* [Passage to read]

* * *

Well, I am going to get a bluetooth cell phone shortly and so I got a headset and dongle to use on my laptop, where I also make VoIP calls.

I was shocked, flabbergasted to find that the bluetooth headset profile only transmits audio at telephone quality 8khz sampling rate. So even plugged into my laptop for hifi (didn't think I
would ever need to use that term again) recording, it sounds like a telephone, and likewise for

Why? Why? Why?

This makes all the typical bluetooth headsets a terrible choice for Skype or other hifi voip, no good as voice recorders, terrible for listening to ordinary quality audio and effectively useless for anything but toll-quality phone calls.

It would have been so simple to have allowed the headset profile to support higher quality, or to simply have it always do high quality and let the cell phones do the trivial downsampling. I realize that an earpiece is not going to provide headphone quality but there's no reason it should always sound like crap.

Bluetooth includes a "headphone" profile that does CD quality digital audio, and that profile can in theory have microphone to make a hifi headset, but that's not what everybody is buying these days, so no point in making sofware products (such as VoIP tools) that use a bluetooth headset and want higher quality.

Perhaps a few years down the road it will be common to have headphone profile headsets but we are now a long way away from this.

What a stupid mistake. Sorry, but I just have to rant.


A cell phone is 8khz. Normal land-line calls are 64khz (or 56khz depending on how you measure it)

Nope. Phones sample 8,000 times/second (to get a frequency response of 4000 hz.) The samples are either 7 bits or 8 bits each, resulting in either 56kilobits or 64 kilobits of data per second, but still just 4000 hz of frequency response and 8khz sampling. That's where the 64 and 56 come from.

I stand corrected.

I was, however, once told that a cell phone call used less bandwidth than regular voice call and that a certain vendor was getting flack because with their equipment cell-to-cell calls were sent over old-style voice systems, thus wasting bandwidth.

Correct, cell phones use various lower bandwidth codecs, which are compressed, and also lower frequency response.

I'm by no means a bluetooth expert, but IIRC, there's another bluetooth service for high fidelity audio that includes the ability to make and receive calls. I think it's called A2DP and some of the bluetooth phones have it, like the ones using windows smartphone 5.0.

After a little googling I found this link which tells more about it in some of the phones and has some interesting screen captures.

Yes, that's the stereo headphone profile I identify in the posting. Phones have little reason to use it for ordinary cellular calls which are worse than the 8khz sampling of the headset profile anyway. Some may support it to do music players, which is the possible salvation. But in the meantime, most headsets sold are useless except for phone calls.

I am trying to find Bluetooth headsets capable of hi quality voice transmission as well & I share your frustration.
Have you managed to find any in the last 11 months?

* * *

* [Dataset content]
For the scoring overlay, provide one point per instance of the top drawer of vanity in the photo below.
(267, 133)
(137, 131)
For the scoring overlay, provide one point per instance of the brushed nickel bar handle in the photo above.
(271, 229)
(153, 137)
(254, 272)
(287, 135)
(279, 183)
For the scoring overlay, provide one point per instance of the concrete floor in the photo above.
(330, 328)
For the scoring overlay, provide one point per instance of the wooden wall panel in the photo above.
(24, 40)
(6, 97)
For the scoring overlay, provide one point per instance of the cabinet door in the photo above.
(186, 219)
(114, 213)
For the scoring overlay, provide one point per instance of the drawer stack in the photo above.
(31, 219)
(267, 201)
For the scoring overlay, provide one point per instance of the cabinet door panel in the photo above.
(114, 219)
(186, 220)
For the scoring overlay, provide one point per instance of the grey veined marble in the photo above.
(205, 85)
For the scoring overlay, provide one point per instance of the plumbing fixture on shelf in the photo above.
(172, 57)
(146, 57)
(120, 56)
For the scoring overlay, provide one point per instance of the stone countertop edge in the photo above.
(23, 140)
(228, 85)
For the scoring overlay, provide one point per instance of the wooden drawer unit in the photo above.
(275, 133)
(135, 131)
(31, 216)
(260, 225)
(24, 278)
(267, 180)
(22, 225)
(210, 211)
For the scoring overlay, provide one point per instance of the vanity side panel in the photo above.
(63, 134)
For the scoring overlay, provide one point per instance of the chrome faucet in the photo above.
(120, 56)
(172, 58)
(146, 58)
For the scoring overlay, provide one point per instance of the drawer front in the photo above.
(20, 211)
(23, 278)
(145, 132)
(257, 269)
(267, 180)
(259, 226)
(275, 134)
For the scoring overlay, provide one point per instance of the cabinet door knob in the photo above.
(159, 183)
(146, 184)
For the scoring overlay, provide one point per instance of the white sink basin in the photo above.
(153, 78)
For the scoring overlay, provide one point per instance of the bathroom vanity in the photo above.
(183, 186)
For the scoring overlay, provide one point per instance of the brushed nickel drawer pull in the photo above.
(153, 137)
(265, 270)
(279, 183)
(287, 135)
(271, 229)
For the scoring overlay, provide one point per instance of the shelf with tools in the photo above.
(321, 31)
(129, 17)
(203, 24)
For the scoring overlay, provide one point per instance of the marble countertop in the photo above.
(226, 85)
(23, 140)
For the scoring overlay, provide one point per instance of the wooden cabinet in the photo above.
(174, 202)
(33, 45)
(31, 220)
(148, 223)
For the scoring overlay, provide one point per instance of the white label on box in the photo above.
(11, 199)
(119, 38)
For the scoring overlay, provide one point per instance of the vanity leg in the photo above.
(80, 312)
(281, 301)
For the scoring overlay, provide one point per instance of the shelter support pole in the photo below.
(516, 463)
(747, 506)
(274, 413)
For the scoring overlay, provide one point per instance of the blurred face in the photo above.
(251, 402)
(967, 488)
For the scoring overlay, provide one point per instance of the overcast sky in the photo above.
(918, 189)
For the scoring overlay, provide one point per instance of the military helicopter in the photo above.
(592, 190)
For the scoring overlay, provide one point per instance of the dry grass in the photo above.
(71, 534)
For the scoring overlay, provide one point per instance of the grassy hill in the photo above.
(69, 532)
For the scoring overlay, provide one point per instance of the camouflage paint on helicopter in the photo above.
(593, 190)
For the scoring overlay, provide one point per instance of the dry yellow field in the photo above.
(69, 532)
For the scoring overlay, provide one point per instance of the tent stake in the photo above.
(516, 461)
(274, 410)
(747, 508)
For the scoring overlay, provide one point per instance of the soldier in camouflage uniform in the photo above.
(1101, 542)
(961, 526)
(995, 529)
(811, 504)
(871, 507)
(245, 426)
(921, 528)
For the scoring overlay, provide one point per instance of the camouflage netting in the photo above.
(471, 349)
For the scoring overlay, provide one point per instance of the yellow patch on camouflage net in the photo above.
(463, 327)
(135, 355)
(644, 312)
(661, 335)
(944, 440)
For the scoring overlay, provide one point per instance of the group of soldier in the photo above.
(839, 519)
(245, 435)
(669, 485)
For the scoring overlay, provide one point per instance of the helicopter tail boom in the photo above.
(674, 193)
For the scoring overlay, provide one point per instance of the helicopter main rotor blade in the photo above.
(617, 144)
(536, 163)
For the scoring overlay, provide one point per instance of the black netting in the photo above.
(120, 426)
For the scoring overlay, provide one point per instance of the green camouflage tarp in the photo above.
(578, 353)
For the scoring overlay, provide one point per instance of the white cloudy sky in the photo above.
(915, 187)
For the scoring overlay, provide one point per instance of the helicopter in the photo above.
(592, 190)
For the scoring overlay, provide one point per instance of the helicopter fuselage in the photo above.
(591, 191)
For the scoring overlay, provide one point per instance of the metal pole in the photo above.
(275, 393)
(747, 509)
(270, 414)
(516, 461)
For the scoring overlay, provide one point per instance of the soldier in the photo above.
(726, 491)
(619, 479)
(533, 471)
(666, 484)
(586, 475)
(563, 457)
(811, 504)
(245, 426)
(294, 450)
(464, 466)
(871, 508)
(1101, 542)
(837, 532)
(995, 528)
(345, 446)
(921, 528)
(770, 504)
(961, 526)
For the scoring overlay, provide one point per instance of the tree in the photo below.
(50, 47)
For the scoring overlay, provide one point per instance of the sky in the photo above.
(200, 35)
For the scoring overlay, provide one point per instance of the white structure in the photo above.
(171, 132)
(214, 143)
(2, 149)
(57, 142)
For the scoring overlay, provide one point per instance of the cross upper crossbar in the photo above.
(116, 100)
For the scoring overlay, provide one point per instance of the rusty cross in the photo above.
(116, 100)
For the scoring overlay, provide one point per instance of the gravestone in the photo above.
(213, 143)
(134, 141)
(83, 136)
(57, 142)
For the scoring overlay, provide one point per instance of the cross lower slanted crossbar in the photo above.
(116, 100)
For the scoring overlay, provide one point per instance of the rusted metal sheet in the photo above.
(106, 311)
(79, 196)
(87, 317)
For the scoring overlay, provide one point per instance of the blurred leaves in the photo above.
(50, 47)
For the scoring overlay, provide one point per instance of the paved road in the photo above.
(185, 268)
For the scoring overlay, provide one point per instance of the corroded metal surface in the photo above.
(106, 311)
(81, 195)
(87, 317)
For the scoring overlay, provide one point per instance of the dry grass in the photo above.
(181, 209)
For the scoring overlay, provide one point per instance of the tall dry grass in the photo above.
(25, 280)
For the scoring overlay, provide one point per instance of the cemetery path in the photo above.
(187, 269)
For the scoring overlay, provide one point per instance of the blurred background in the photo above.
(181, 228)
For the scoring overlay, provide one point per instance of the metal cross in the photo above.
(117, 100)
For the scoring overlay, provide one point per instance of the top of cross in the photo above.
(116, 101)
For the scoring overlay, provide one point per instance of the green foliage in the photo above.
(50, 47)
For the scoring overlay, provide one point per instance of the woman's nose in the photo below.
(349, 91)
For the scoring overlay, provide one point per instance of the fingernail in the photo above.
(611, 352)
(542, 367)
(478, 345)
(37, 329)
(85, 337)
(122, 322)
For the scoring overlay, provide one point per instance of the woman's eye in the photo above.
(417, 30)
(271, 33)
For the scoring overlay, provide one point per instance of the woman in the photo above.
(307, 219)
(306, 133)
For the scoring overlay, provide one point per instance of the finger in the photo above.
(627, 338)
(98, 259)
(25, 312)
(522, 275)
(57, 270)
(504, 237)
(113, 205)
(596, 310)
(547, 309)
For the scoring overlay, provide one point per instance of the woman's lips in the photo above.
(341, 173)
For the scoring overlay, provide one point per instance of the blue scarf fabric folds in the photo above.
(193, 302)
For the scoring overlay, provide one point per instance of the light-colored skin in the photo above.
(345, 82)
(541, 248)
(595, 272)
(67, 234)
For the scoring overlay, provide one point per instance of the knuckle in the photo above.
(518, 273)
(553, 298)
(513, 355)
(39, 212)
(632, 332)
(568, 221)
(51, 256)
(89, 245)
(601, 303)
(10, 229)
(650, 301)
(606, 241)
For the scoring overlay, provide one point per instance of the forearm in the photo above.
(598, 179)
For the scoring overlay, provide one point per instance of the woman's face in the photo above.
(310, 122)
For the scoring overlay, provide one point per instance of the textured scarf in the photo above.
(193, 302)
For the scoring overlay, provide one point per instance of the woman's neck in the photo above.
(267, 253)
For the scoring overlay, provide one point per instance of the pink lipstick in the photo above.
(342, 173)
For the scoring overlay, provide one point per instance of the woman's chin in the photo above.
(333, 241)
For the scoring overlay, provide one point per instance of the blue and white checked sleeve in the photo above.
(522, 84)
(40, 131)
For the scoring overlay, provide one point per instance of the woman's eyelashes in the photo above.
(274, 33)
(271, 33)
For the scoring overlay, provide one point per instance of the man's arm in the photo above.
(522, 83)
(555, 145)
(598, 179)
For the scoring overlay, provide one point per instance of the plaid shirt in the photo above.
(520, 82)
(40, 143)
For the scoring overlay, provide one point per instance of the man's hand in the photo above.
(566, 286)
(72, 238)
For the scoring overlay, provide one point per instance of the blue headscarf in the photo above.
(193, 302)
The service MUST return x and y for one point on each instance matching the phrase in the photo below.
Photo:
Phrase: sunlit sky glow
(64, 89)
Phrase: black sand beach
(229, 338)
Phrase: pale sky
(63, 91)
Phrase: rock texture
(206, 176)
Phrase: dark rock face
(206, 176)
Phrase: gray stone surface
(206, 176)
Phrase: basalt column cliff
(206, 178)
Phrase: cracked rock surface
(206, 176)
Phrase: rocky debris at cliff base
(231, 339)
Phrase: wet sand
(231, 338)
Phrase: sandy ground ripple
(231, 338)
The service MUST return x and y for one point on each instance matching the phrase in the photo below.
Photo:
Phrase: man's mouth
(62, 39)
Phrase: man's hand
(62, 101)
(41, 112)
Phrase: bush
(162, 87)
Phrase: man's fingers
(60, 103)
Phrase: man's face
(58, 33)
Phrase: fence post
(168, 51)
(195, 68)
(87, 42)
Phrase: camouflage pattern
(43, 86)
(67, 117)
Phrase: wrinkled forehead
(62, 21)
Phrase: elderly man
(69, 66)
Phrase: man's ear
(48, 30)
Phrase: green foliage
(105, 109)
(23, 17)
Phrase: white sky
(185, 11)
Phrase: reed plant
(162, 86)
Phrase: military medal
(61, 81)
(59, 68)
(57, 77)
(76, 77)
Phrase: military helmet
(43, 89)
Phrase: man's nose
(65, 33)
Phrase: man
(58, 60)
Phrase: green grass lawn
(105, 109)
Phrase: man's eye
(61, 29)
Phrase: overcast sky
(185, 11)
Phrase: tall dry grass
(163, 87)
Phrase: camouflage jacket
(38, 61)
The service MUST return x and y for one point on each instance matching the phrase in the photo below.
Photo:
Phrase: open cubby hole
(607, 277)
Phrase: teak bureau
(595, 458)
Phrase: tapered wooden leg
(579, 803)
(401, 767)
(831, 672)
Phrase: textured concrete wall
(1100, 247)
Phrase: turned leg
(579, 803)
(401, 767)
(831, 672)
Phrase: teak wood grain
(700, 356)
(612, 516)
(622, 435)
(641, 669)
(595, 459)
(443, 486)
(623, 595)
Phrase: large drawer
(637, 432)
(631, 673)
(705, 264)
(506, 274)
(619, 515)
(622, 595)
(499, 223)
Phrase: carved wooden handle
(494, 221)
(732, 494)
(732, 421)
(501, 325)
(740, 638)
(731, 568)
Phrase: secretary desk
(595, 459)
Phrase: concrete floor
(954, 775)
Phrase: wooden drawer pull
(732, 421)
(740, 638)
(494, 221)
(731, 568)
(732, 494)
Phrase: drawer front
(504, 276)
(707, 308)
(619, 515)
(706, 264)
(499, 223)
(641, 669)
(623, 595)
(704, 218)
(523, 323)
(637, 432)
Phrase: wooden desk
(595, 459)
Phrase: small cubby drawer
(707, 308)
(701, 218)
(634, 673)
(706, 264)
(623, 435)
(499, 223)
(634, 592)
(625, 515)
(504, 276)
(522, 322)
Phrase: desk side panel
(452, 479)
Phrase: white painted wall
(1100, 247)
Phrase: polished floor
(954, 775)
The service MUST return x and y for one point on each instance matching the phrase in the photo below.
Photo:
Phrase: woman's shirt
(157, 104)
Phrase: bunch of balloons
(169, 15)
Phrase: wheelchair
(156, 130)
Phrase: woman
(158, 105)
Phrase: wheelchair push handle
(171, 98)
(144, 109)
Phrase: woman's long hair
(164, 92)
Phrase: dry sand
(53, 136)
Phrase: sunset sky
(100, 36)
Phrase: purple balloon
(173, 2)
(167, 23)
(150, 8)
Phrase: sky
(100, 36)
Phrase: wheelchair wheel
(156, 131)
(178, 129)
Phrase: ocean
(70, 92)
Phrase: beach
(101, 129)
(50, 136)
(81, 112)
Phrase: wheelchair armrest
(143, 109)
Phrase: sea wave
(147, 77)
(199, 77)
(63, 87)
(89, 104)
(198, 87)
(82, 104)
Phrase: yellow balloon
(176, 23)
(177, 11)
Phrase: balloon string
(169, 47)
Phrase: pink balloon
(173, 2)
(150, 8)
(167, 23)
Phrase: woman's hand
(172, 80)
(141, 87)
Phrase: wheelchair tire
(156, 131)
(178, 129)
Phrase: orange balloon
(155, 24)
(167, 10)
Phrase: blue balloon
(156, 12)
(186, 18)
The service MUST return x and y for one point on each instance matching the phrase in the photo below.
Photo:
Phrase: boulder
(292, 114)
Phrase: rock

* * *

* [Written tasks]
a: Extract the part of the Bluetooth headset discussion above starting at "Perhaps a few" and ending at "you measure it)", copying it word for word.
b: Answer these questions using the Bluetooth headset discussion above:
(i) At what sampling rate does the Bluetooth headset profile transmit audio?
(ii) How many bits does each phone sample have?
(iii) What name is given for the other Bluetooth service for high fidelity audio that can make and receive calls?

* [Full solutions]
a:
Perhaps a few years down the road it will be common to have headphone profile headsets but we are now a long way away from this.

What a stupid mistake. Sorry, but I just have to rant.


A cell phone is 8khz. Normal land-line calls are 64khz (or 56khz depending on how you measure it)

b:
(i) 8khz
(ii) Either 7 bits or 8 bits
(iii) A2DP